Stored records
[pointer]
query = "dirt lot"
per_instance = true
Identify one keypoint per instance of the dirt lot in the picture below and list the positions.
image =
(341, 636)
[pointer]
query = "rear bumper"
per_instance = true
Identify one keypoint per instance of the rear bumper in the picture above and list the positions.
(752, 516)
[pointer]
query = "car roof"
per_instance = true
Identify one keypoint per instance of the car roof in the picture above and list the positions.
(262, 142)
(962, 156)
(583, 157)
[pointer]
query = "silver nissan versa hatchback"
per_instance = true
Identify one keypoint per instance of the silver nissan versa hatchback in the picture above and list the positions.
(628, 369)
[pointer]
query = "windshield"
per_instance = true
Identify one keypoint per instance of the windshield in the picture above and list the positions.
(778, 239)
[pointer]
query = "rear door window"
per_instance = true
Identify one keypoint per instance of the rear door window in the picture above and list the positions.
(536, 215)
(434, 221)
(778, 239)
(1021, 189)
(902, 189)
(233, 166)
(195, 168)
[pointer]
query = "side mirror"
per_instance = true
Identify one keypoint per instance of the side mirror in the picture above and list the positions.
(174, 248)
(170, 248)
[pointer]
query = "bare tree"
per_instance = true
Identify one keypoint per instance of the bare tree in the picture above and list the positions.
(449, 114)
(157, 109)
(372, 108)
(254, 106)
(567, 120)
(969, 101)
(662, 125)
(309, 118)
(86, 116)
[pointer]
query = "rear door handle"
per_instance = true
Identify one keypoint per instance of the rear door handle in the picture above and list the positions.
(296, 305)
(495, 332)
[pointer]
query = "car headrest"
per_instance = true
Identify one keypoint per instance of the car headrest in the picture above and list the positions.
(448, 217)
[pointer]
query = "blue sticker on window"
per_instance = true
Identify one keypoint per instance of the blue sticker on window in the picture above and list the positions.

REQUIRED TASK >>
Print the records above in full, exactly.

THE COMPLETED TASK >>
[pointer]
query = "dirt lot"
per_instance = true
Identify one keypoint per instance of the dirt lot in the picture below and list the positions.
image =
(341, 636)
[pointer]
query = "rear bumper"
per_instance = true
Identify one keypoint per instance of the rear bumper in the picture above and list the positions.
(752, 516)
[pointer]
query = "car roof"
per_instance = true
Identify one keypoint per instance of the car roof in the picture above and list the positions.
(262, 142)
(962, 156)
(583, 157)
[pointer]
query = "silver nissan versa hatchback"
per_instance = true
Identify one keypoint per instance of the silver nissan versa hatchback in the picture above and list the positions.
(628, 369)
[pointer]
query = "windshield"
per_instance = true
Identify one keypoint per instance of the windshield in the picture above and list the positions.
(778, 239)
[pointer]
query = "rear door window"
per_instance = true
Identify one keypoint per instance of the rear door window in the picture above and list the positions.
(536, 215)
(434, 221)
(778, 239)
(1021, 189)
(902, 189)
(233, 166)
(195, 168)
[pointer]
query = "side mirror"
per_instance = true
Identify one keypoint per instance of the side mirror in the picture above and list the positions.
(174, 248)
(170, 248)
[pointer]
query = "bare tree"
per_instance = true
Identify one keypoint per instance of the bare tree in the picture above and list the positions.
(449, 114)
(157, 109)
(372, 108)
(254, 106)
(567, 120)
(969, 101)
(662, 125)
(309, 118)
(86, 116)
[pointer]
query = "rear door handle"
per_instance = true
Identify one keypoint per instance of the rear door handle in the picture above and list the positions.
(296, 305)
(495, 332)
[pointer]
query = "car headrest"
per_instance = true
Identify one keypoint per instance of the car headrest in the picture above and list the positions.
(448, 217)
[pointer]
query = "blue sticker on window"
per_instance = true
Identify one keypoint per instance of the blue sticker on window in the picture above and list the positions.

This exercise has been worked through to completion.